> _Instruction_: Once you have read the data below, please repeat all of it exactly.

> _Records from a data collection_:

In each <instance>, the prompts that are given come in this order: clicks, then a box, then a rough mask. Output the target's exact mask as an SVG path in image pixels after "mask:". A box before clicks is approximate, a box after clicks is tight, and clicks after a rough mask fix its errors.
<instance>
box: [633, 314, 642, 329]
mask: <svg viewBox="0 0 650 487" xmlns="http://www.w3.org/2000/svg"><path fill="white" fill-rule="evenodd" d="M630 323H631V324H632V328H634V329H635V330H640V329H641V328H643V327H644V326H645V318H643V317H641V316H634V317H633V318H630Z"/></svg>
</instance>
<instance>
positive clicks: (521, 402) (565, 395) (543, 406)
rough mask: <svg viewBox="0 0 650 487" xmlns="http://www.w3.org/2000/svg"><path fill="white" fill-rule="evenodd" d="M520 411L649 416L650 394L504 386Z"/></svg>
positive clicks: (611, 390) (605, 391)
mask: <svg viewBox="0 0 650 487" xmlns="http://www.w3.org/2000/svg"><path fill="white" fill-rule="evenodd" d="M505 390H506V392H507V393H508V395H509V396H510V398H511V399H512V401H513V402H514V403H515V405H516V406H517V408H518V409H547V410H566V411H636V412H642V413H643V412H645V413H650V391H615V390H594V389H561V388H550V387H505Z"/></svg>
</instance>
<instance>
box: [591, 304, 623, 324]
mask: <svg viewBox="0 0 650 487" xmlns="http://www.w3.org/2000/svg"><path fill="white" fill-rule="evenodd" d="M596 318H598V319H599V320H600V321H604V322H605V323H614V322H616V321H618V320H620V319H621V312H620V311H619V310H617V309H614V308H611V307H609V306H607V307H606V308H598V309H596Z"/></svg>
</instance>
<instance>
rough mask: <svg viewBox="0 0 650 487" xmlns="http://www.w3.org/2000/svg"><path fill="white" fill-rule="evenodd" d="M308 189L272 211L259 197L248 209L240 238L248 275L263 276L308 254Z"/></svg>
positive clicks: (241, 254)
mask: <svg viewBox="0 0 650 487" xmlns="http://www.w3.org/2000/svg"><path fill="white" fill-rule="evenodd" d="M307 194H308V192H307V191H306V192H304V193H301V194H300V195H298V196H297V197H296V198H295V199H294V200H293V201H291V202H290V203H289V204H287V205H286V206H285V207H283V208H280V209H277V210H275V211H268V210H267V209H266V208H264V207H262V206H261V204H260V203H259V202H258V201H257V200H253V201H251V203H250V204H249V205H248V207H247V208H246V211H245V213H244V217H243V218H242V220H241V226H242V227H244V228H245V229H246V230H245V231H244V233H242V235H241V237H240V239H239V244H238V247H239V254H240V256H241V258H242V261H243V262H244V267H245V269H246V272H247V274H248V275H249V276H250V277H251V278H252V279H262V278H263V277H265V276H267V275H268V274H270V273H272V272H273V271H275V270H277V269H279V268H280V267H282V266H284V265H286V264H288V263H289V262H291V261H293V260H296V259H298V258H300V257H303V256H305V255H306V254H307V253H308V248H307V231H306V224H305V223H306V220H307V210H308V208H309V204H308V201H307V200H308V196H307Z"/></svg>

> _Solution to this problem_:
In each <instance>, the prompts that are given come in this order: clicks, then a box, then a rough mask. Output the target's exact mask as an SVG path in image pixels after "mask:". A box before clicks is approximate, a box after clicks is tight, and clicks after a rough mask fix its errors.
<instance>
box: [633, 314, 642, 329]
mask: <svg viewBox="0 0 650 487" xmlns="http://www.w3.org/2000/svg"><path fill="white" fill-rule="evenodd" d="M630 323H631V324H632V328H634V329H635V330H640V329H641V328H643V327H644V326H645V318H643V317H641V316H634V317H633V318H630Z"/></svg>
</instance>
<instance>
positive clicks: (521, 402) (565, 395) (543, 406)
rough mask: <svg viewBox="0 0 650 487" xmlns="http://www.w3.org/2000/svg"><path fill="white" fill-rule="evenodd" d="M520 411L649 416L650 394L504 386Z"/></svg>
positive clicks: (611, 390) (605, 391)
mask: <svg viewBox="0 0 650 487" xmlns="http://www.w3.org/2000/svg"><path fill="white" fill-rule="evenodd" d="M505 390H506V392H507V393H508V395H509V396H510V398H511V399H512V401H513V402H514V403H515V405H516V406H517V408H518V409H547V410H566V411H636V412H642V413H643V412H645V413H650V391H615V390H594V389H561V388H550V387H505Z"/></svg>
</instance>
<instance>
box: [591, 304, 623, 324]
mask: <svg viewBox="0 0 650 487" xmlns="http://www.w3.org/2000/svg"><path fill="white" fill-rule="evenodd" d="M596 318H598V319H599V320H600V321H604V322H605V323H614V322H616V321H618V320H620V319H621V312H620V311H619V310H617V309H614V308H611V307H609V306H607V307H606V308H598V309H596Z"/></svg>
</instance>
<instance>
rough mask: <svg viewBox="0 0 650 487" xmlns="http://www.w3.org/2000/svg"><path fill="white" fill-rule="evenodd" d="M308 189L272 211L259 197L248 209L240 238L248 275L263 276L308 254Z"/></svg>
positive clicks: (241, 254)
mask: <svg viewBox="0 0 650 487" xmlns="http://www.w3.org/2000/svg"><path fill="white" fill-rule="evenodd" d="M307 194H308V192H307V191H306V192H304V193H301V194H300V195H298V196H297V197H296V198H295V199H294V200H293V201H291V202H290V203H289V204H287V205H286V206H285V207H283V208H280V209H277V210H275V211H268V210H267V209H266V208H264V207H262V206H261V204H260V203H259V202H258V201H257V200H253V201H251V203H250V204H249V205H248V207H247V208H246V211H245V213H244V217H243V218H242V220H241V226H242V227H244V228H245V229H246V230H245V231H244V233H242V235H241V237H240V239H239V244H238V247H239V254H240V256H241V258H242V261H243V262H244V267H245V269H246V272H247V274H248V275H249V276H250V277H251V278H252V279H262V278H263V277H265V276H267V275H268V274H270V273H272V272H273V271H275V270H277V269H279V268H280V267H282V266H284V265H286V264H288V263H289V262H291V261H293V260H296V259H298V258H300V257H303V256H305V255H306V254H307V253H308V248H307V231H306V224H305V223H306V220H307V210H308V208H309V204H308V201H307V200H308V196H307Z"/></svg>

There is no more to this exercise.